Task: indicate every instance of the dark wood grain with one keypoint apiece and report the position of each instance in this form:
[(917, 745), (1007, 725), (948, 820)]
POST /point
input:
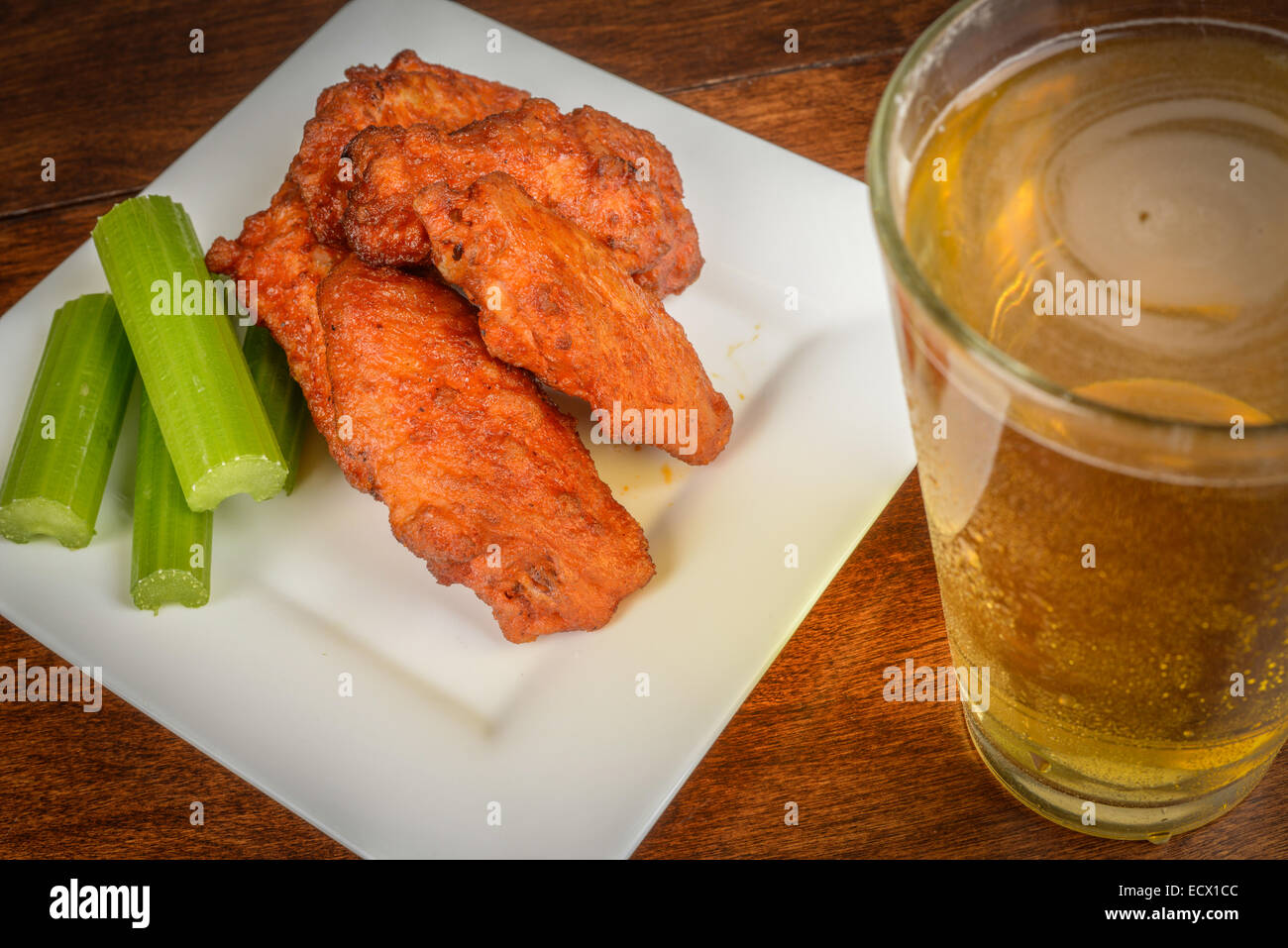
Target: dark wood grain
[(115, 95)]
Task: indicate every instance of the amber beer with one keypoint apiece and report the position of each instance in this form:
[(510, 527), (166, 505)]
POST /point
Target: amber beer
[(1102, 438)]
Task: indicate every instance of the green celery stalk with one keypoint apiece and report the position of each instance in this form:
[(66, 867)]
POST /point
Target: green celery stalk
[(63, 453), (170, 558), (210, 415), (283, 402)]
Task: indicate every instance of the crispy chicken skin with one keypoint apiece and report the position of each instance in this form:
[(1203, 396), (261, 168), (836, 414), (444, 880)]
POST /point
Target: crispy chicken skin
[(614, 180), (555, 301), (406, 91), (278, 252), (483, 476)]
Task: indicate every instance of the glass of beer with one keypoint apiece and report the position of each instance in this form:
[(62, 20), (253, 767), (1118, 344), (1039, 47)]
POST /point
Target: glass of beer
[(1083, 210)]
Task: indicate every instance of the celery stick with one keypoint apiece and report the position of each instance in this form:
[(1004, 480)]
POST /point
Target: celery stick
[(55, 476), (170, 559), (210, 415), (287, 411)]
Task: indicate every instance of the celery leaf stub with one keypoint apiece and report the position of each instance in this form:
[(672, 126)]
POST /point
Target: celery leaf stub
[(170, 556), (55, 476), (210, 415)]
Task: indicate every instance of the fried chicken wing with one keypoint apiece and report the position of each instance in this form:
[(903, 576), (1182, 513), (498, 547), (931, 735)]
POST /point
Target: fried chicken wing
[(555, 301), (614, 180), (406, 91), (483, 476)]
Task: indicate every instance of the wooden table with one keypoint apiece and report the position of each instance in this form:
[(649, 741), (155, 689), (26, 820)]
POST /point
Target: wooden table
[(115, 97)]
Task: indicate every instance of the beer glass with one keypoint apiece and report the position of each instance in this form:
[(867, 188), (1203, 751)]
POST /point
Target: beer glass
[(1081, 211)]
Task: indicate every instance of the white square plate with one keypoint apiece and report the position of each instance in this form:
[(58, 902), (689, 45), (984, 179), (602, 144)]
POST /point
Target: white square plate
[(447, 717)]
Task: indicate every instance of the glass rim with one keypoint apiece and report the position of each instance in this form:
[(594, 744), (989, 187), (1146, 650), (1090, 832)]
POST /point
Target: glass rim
[(911, 277)]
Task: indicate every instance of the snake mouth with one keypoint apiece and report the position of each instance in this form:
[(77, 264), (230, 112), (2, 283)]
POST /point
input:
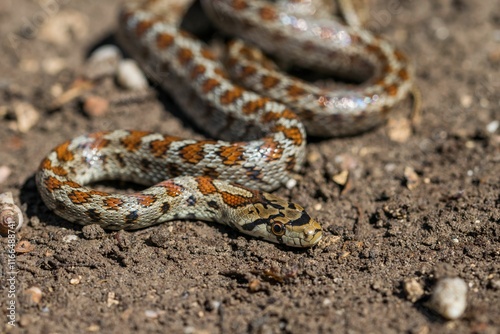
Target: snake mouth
[(312, 233)]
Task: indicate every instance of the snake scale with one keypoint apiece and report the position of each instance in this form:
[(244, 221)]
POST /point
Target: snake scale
[(261, 120)]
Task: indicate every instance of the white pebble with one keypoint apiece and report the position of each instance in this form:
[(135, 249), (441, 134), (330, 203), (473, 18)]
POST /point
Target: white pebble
[(130, 76), (449, 298), (492, 127)]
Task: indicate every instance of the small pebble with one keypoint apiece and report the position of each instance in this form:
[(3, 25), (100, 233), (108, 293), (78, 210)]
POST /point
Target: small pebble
[(411, 177), (341, 178), (291, 183), (27, 116), (34, 293), (449, 298), (95, 106), (64, 27), (151, 314), (492, 127), (103, 62), (53, 66), (70, 238), (399, 129), (75, 280), (93, 231), (413, 290), (466, 101), (105, 53), (130, 76), (4, 173)]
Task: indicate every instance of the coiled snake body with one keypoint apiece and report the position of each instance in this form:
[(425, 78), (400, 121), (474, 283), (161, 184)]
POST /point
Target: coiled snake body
[(215, 180)]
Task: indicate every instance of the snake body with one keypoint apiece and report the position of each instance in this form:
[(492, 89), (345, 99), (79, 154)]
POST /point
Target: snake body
[(216, 180)]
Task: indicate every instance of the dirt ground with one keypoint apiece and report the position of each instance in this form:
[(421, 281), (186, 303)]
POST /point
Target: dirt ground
[(417, 209)]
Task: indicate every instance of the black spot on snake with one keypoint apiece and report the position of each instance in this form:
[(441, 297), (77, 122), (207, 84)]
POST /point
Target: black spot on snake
[(191, 200), (132, 217), (93, 214), (165, 207), (213, 205)]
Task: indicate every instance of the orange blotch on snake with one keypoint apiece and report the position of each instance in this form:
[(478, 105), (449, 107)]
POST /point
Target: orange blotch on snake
[(234, 200), (295, 91), (231, 95), (160, 147), (194, 153), (145, 200), (142, 27), (63, 153), (209, 84), (184, 56), (269, 82), (271, 150), (292, 133), (51, 183), (79, 197), (197, 71), (392, 90), (206, 185), (112, 203), (164, 40), (254, 106), (231, 155), (267, 13), (239, 4), (133, 141), (207, 54), (403, 74), (171, 189)]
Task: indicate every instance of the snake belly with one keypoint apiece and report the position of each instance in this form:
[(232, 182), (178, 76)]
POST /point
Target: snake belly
[(224, 180)]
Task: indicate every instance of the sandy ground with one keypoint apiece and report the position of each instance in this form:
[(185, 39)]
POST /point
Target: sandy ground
[(381, 232)]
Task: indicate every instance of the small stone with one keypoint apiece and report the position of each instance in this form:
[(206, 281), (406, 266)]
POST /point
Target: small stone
[(130, 76), (24, 246), (75, 280), (105, 53), (161, 237), (290, 184), (92, 232), (151, 314), (63, 27), (341, 178), (449, 298), (54, 65), (313, 156), (466, 101), (413, 290), (111, 299), (34, 294), (93, 328), (103, 62), (5, 172), (26, 115), (70, 238), (399, 129), (492, 127), (95, 106), (411, 177)]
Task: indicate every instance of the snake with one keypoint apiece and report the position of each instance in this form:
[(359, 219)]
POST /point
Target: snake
[(260, 115)]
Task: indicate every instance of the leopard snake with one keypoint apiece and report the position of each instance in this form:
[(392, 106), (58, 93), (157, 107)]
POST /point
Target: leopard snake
[(262, 141)]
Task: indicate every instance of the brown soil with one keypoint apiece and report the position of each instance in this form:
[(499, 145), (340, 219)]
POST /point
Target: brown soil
[(194, 277)]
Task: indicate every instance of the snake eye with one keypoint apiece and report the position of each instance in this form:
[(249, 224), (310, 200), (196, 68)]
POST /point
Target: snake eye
[(278, 229)]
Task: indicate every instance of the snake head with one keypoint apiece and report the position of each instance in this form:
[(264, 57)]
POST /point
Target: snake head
[(277, 220)]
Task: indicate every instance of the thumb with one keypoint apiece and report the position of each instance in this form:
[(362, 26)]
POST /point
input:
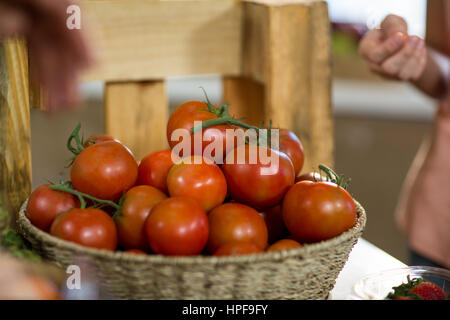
------------------------------------
Exercise instructions:
Everything in the listing above, apart from its pictures, must be repeated exactly.

Solution for this exercise:
Task: indicate every instance of the dark wood grain with one keypoint apiece and report the position of each instance in this form:
[(917, 745), (1007, 725), (948, 820)]
POST /point
input:
Target: dark wood grain
[(115, 95)]
Task: indicate every instance of the amber beer with one keypoint apiece and report the position of each instance in this form:
[(510, 527), (166, 505)]
POST /point
Target: amber beer
[(1102, 438)]
Task: indicate every instance of the green celery stalk with one keypoint apiece and report the position of each instance in this form:
[(66, 867)]
POST /point
Target: green celery stalk
[(63, 453), (170, 558), (210, 415), (283, 402)]
Task: indicate every instance of the crispy chicken skin with one keypoint apiece and report the position of each instance in this form:
[(1203, 396), (261, 168), (836, 414), (444, 880)]
POST /point
Target: crispy chicken skin
[(614, 180), (555, 301), (406, 91), (278, 252), (483, 476)]
Task: indicate every instance of the glass of beer with one keypoint apiece and report the position of each instance in this form:
[(62, 20), (253, 767), (1118, 344), (1039, 47)]
POST /point
Target: glass of beer
[(1083, 210)]
Task: indicate every instance of the celery stick with one keypoint apiece and report the position of each instance in this form:
[(1004, 480)]
POST /point
Target: celery stick
[(55, 476), (170, 559), (210, 415), (287, 411)]
Task: indicate every instance of the celery leaf stub with one keypoint apiece and report the position of each instance in this form:
[(672, 126)]
POST /point
Target: celery leaf stub
[(170, 556), (55, 476), (210, 415)]
Task: indicate every instance of the fried chicken wing with one keypoint apiece and report the position of each instance in this form:
[(903, 576), (1182, 513), (498, 547), (931, 735)]
POST /point
Target: fried chicken wing
[(555, 301), (614, 180), (406, 91), (483, 476)]
Task: indicate every instance of the wooden table with one keypoint apiece and report the position of each instance in this form:
[(649, 741), (155, 689), (26, 820)]
POST /point
Target: wooden table
[(115, 97)]
Task: indicate every instance of the beer glass with one keypoint apiece and report the position of each instance in this form:
[(867, 188), (1203, 751)]
POST /point
Target: beer glass
[(1081, 211)]
Task: indicate every instance of the white square plate with one keypoint apiece and report the position of each instance in this form:
[(58, 902), (689, 45), (984, 179), (602, 144)]
POST /point
Target: white square plate
[(447, 717)]
Task: indicate every instance of the glass rim with one keypoint apiece and report the position of each instance in this form:
[(594, 744), (989, 187), (1146, 650), (1090, 832)]
POST /point
Target: glass rim
[(911, 277)]
Task: indicate every instance of the snake mouth with one keypoint apiece and report the position of each instance in this form:
[(77, 264), (230, 112), (2, 283)]
POST /point
input:
Target: snake mouth
[(312, 233)]
Task: indicate every instance of the snake scale with one keypoint apiece and report the position of each instance in this form:
[(244, 221)]
POST /point
Target: snake scale
[(261, 120)]
Task: indicate every instance of the white pebble with one keypoint apiece and report the position of each instance in this form:
[(135, 249), (441, 134), (330, 203), (473, 18)]
POST /point
Target: white pebble
[(130, 76), (449, 298), (492, 127)]
Task: indicate every instance of the small pebble with one keypoint apiece and report the position of each instance in this form:
[(3, 25), (100, 233), (108, 293), (78, 210)]
POST /point
Target: small pebble
[(411, 177), (341, 178), (291, 183), (27, 116), (34, 293), (449, 298), (95, 106), (64, 27), (151, 314), (492, 127), (103, 62), (53, 66), (70, 238), (399, 129), (75, 280), (93, 231), (413, 290), (466, 101), (105, 53), (130, 76), (4, 173)]
Task: indicate every instance of the coiled snake body with one keypoint apiece and report the position of each instance in this form:
[(425, 78), (400, 121), (474, 283), (161, 184)]
POST /point
Target: coiled snake body
[(215, 180)]
Task: indicate every instance of the snake body with one keypoint apiece and report the position of each instance in this form:
[(492, 89), (345, 99), (79, 154)]
POST /point
Target: snake body
[(216, 180)]
Task: indicate every instance of the dirt ground with one keypoint apiece and report the position of each instance in this form:
[(421, 281), (186, 303)]
POST /point
Target: dirt ground
[(417, 209)]
Task: indicate every instance of the black spot on snake with one keypoint apiece and report the position of each instance in this form:
[(441, 297), (77, 122), (207, 84)]
POST /point
Target: black spot on snake
[(191, 200), (132, 217), (93, 214), (165, 207), (213, 205)]
Task: indicate every instance of the orange blotch on snake with one keypoint apiece and report the position of each instance in this form:
[(478, 105), (449, 107)]
POST /point
Target: orange blotch on snake
[(234, 200), (295, 91), (231, 95), (160, 147), (194, 153), (145, 200), (142, 27), (63, 153), (209, 84), (184, 56), (269, 82), (271, 150), (292, 133), (51, 183), (79, 197), (197, 71), (392, 90), (206, 185), (112, 203), (164, 40), (254, 106), (231, 155), (267, 13), (239, 4), (133, 141), (207, 54), (403, 74), (171, 189)]
Task: indicate every instance of the snake belly with one keypoint apiece and report the position of each instance in this form:
[(232, 182), (178, 76)]
POST /point
Target: snake belly
[(224, 180)]
Task: indicate every instance of the sandy ground with one keypoint apiece and report the position of each instance in this form:
[(185, 39)]
POST /point
Target: sandy ground
[(381, 232)]
Task: indicate every instance of the small stone with one keypoint apiece and report the position of each instance in this form:
[(206, 281), (406, 266)]
POST /point
Target: small stone
[(130, 76), (24, 246), (75, 280), (105, 53), (161, 237), (290, 184), (92, 232), (151, 314), (63, 27), (341, 178), (449, 298), (54, 65), (313, 156), (466, 101), (413, 290), (111, 299), (34, 294), (93, 328), (103, 62), (5, 172), (26, 115), (70, 238), (399, 129), (492, 127), (95, 106), (411, 177)]
Task: indicate every instance of the snake with one keypoint apiece and report the position of each instance in this form:
[(359, 219)]
POST /point
Target: snake
[(260, 115)]
Task: indicate every instance of the leopard snake with one keypoint apiece and report the position of each instance in this form:
[(392, 106), (58, 93), (157, 107)]
POST /point
Target: leopard snake
[(262, 141)]
Task: indicate every instance of the brown soil with one keypoint apiece and report the position of each instance in this form:
[(499, 145), (340, 219)]
POST /point
Target: brown soil
[(194, 277)]
Task: indicate every instance of the snake eye with one keypoint apiece and report the position of each instance in this form:
[(249, 224), (310, 200), (196, 68)]
POST /point
Target: snake eye
[(278, 229)]
Task: indicate every instance of the snake head with one keypoint apiece and report the position of each instance in this form:
[(264, 57)]
POST /point
Target: snake head
[(277, 220)]
Task: indicate every instance of the thumb with one keypoint apiece and report the position of each instance in this form:
[(362, 26)]
POST /point
input:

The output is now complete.